The Wild Racers is a 1968 American film directed by Daniel Haller and starring Fabian, Mimsy Farmer, and Judy Cornwell. The screenplay concerns a Grand Prix racing car driver.

Plot
Stock car racer Jo Jo Quillico goes to Europe after an accident. He is hired by a race-car tycoon to be runner-up for a more experienced racer on the European circuit, working with his mechanic Charlie. However, in his first race, Jo Jo can't help winning.

He has a series of love affairs, including with a shallow Englishwoman, but cannot see himself in a long-term relationship – until he meets Katherine. He falls in love and begins to support his racing-car partner. When his partner is injured, Jo Jo takes his chance and scores several victories. However, he breaks up with Katherine.

Cast
Fabian as Jo Jo Quillico
Mimsy Farmer as Katherine Pearson
Alan Haufrect as Virgil
Judy Cornwell as Pippy
David Landau as Ian
Warwick Sims as Charlie
Talia Shire
Dick Miller

Production
The film was partly funded by Roger Corman. Tamara Asseyev was working as Corman's assistant when assigned to help produce the film.

The exercise:
Answer these from the film article:
1. Who directed The Wild Racers?
2. Which actor plays Charlie?
3. Who partly funded the film?
The rows that follow have no connection to the film article above.

Data shown:

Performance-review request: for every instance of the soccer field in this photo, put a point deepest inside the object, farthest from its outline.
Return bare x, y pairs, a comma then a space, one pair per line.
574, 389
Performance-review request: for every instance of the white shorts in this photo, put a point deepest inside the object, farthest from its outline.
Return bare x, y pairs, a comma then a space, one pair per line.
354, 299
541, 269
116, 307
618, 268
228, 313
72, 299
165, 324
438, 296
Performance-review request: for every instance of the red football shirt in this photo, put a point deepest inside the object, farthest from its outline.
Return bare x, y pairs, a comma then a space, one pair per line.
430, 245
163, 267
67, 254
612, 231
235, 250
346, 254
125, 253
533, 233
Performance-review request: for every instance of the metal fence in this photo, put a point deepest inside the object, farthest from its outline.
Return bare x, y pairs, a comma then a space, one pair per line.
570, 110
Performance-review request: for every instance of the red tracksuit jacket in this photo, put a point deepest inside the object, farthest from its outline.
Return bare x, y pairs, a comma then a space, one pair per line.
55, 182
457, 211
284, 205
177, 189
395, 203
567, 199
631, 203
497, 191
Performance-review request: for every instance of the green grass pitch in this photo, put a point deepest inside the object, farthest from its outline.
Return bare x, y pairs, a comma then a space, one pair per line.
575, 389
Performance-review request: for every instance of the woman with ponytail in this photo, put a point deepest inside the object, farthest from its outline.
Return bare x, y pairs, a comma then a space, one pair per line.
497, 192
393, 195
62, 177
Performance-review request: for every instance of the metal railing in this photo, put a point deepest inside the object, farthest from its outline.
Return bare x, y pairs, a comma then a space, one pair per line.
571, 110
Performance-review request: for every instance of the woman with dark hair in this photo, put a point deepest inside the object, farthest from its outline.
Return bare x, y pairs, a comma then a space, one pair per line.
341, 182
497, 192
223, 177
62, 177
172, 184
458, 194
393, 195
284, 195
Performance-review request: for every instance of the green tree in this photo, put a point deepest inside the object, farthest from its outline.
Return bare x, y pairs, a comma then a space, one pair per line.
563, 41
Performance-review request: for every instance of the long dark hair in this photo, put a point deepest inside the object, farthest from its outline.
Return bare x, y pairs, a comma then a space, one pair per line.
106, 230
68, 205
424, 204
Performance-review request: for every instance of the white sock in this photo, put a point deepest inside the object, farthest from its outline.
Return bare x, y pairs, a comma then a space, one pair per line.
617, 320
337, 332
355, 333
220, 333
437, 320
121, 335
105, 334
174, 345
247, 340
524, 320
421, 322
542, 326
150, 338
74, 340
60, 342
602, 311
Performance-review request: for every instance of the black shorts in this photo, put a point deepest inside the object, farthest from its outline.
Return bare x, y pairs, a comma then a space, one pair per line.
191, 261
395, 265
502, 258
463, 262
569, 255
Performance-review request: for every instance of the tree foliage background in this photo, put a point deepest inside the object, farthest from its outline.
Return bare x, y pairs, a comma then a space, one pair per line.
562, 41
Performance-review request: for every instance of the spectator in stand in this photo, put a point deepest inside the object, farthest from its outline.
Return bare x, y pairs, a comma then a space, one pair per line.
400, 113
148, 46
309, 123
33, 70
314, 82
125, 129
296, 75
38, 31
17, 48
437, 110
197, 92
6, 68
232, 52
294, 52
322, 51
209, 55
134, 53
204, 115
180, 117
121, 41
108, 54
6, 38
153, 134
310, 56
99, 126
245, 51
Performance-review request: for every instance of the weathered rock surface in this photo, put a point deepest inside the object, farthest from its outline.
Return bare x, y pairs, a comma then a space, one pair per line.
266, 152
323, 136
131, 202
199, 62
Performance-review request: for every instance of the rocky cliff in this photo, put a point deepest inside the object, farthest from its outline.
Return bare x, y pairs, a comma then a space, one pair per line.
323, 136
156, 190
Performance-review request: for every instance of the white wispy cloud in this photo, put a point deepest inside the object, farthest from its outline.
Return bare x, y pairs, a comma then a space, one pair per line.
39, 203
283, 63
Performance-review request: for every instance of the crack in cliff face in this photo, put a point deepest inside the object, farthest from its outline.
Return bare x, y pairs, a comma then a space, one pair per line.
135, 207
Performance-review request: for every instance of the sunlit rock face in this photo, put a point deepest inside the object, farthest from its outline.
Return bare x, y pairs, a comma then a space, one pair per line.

Task solution:
1. Daniel Haller
2. Warwick Sims
3. Roger Corman